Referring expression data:
◇ ◇ ◇ ◇ ◇

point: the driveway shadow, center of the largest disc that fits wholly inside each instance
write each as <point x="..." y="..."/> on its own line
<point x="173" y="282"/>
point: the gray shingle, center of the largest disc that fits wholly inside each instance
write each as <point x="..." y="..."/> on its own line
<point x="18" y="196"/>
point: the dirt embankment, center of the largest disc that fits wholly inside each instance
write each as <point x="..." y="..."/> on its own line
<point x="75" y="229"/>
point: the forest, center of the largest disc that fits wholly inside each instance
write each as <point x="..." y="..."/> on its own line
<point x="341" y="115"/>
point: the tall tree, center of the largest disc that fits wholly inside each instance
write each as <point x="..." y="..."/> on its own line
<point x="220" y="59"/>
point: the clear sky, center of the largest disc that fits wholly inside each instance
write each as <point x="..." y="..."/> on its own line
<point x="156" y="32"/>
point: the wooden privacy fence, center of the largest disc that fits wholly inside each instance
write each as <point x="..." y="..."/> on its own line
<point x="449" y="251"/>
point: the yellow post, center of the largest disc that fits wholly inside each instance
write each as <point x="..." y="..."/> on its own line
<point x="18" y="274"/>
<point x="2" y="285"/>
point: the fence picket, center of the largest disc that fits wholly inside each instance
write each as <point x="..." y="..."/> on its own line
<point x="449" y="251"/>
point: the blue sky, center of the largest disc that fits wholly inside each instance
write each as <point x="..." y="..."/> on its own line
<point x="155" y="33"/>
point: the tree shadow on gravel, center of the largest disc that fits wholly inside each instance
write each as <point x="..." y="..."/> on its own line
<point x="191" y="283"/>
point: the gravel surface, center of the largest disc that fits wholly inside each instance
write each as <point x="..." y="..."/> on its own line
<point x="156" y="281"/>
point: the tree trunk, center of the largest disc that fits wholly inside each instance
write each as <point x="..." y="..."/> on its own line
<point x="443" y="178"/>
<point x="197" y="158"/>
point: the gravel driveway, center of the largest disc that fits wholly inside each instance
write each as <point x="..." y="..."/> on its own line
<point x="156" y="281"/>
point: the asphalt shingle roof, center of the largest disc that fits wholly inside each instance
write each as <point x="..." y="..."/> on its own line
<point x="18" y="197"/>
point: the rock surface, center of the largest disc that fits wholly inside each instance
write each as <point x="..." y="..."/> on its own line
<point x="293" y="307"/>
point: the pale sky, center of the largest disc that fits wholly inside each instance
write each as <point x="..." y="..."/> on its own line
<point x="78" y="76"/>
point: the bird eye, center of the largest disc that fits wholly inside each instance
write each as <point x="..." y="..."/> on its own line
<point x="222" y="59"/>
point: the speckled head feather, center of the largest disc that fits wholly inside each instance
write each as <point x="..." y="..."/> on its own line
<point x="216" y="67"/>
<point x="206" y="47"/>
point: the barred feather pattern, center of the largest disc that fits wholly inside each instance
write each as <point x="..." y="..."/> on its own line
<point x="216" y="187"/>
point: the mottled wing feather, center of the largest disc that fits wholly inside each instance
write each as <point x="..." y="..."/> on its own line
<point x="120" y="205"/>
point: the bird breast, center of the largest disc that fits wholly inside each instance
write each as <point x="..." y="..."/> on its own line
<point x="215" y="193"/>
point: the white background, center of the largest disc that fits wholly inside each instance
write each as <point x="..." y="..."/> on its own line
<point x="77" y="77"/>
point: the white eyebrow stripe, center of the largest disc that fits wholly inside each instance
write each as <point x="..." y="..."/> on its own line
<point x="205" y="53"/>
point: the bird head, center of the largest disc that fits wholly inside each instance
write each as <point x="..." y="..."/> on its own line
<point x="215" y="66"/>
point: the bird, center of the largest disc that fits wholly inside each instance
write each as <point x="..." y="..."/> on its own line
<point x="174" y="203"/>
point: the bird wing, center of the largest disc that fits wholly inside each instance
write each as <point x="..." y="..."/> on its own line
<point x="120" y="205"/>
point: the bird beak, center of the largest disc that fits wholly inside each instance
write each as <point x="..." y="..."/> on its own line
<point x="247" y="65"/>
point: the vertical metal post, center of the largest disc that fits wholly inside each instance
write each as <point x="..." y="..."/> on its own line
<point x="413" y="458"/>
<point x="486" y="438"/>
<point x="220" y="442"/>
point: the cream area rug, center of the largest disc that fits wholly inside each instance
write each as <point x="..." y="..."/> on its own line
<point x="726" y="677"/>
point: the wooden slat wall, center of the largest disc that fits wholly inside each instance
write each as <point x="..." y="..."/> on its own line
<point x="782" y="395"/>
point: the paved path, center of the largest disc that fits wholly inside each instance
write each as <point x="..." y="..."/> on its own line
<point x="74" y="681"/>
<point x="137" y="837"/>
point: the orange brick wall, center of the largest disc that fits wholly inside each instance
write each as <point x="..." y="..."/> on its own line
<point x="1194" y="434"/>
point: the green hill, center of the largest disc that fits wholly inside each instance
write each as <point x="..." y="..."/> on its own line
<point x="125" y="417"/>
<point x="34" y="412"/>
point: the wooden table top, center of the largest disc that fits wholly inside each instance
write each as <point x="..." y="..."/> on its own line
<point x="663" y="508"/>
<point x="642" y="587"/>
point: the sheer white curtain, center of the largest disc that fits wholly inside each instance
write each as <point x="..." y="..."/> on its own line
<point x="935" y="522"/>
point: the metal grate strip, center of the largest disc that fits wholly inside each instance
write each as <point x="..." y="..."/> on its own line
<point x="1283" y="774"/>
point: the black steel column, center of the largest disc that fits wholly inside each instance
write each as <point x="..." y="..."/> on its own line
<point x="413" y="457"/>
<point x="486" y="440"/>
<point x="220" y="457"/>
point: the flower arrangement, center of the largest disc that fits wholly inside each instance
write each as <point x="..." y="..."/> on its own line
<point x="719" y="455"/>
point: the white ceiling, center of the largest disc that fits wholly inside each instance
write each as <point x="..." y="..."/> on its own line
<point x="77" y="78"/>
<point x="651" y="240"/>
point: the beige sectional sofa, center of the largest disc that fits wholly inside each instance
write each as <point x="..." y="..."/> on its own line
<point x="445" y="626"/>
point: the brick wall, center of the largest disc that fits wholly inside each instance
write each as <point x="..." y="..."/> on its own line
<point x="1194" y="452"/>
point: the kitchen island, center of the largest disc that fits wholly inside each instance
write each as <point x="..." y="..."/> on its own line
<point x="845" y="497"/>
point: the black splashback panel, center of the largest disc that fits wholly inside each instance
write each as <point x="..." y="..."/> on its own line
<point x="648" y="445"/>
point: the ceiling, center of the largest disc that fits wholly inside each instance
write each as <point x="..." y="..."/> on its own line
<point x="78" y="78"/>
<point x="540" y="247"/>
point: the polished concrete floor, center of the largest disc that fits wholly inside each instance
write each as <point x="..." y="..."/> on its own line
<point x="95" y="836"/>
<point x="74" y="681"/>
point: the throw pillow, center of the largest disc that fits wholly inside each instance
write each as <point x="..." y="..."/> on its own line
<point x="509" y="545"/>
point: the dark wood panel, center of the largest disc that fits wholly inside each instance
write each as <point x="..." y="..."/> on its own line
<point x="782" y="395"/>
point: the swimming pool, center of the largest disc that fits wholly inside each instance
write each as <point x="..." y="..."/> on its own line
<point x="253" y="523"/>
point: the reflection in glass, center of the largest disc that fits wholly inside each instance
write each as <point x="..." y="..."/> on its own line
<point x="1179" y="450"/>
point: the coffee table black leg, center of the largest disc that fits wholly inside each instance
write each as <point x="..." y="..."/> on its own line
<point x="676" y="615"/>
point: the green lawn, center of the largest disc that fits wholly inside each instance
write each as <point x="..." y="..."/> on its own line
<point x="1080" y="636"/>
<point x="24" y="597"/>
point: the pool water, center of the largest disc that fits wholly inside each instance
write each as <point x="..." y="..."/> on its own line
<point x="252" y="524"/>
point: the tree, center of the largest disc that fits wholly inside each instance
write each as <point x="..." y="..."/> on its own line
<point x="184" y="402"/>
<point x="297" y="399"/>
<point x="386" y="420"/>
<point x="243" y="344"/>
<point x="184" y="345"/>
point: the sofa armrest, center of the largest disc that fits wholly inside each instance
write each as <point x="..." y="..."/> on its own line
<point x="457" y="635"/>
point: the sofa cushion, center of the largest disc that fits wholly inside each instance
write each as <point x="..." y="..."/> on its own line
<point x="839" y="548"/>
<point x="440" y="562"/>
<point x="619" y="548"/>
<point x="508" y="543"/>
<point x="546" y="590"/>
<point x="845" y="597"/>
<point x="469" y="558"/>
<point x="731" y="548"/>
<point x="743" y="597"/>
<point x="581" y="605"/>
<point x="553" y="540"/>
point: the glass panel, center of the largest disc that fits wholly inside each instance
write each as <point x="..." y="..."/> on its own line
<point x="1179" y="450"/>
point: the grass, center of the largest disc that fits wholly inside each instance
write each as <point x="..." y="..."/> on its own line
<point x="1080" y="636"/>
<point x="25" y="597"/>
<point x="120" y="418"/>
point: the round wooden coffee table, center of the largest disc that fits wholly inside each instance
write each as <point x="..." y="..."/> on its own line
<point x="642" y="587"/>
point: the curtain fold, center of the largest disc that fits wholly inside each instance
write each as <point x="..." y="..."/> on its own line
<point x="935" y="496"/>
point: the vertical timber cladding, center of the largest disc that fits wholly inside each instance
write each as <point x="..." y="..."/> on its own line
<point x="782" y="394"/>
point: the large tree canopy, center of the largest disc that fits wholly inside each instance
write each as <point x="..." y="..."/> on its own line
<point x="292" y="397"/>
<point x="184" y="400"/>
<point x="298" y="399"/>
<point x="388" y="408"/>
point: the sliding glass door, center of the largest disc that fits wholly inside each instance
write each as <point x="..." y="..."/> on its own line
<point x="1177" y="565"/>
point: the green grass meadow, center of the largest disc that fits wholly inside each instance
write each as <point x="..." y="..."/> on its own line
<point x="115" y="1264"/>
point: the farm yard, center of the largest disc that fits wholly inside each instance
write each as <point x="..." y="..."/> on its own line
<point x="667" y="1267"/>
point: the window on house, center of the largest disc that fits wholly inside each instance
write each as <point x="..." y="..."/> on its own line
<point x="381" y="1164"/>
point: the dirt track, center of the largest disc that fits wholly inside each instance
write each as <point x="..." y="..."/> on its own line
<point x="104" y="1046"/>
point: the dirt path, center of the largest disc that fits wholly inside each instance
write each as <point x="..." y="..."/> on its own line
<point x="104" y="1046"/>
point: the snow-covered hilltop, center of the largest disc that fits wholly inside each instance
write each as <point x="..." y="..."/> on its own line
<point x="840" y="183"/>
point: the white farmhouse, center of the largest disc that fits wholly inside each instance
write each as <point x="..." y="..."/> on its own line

◇ ◇ ◇ ◇ ◇

# YOUR GOAL:
Starting at the first line of the records, print each line exactly, stopping after the line that contains "point: the yellow".

# RESULT OF THIS EXERCISE:
point: the driveway shadow, center of the largest disc that fits wholly inside each instance
write each as <point x="..." y="..."/> on its own line
<point x="173" y="282"/>
point: the gray shingle, center of the largest disc that fits wholly inside each instance
write each as <point x="..." y="..."/> on its own line
<point x="18" y="196"/>
point: the dirt embankment, center of the largest disc that fits wholly inside each instance
write each as <point x="..." y="..."/> on its own line
<point x="75" y="229"/>
point: the forest, center of the largest disc that fits wholly inside each instance
write each as <point x="..." y="..."/> on its own line
<point x="341" y="115"/>
point: the tall tree, center of the largest disc that fits wholly inside each instance
write each as <point x="..." y="..."/> on its own line
<point x="220" y="59"/>
point: the clear sky, center of the largest disc that fits wholly inside each instance
write each as <point x="..." y="..."/> on its own line
<point x="156" y="32"/>
point: the wooden privacy fence, center of the largest disc that fits wholly inside each instance
write each as <point x="..." y="..."/> on its own line
<point x="449" y="251"/>
point: the yellow post, center of the largest disc that fits wholly inside each instance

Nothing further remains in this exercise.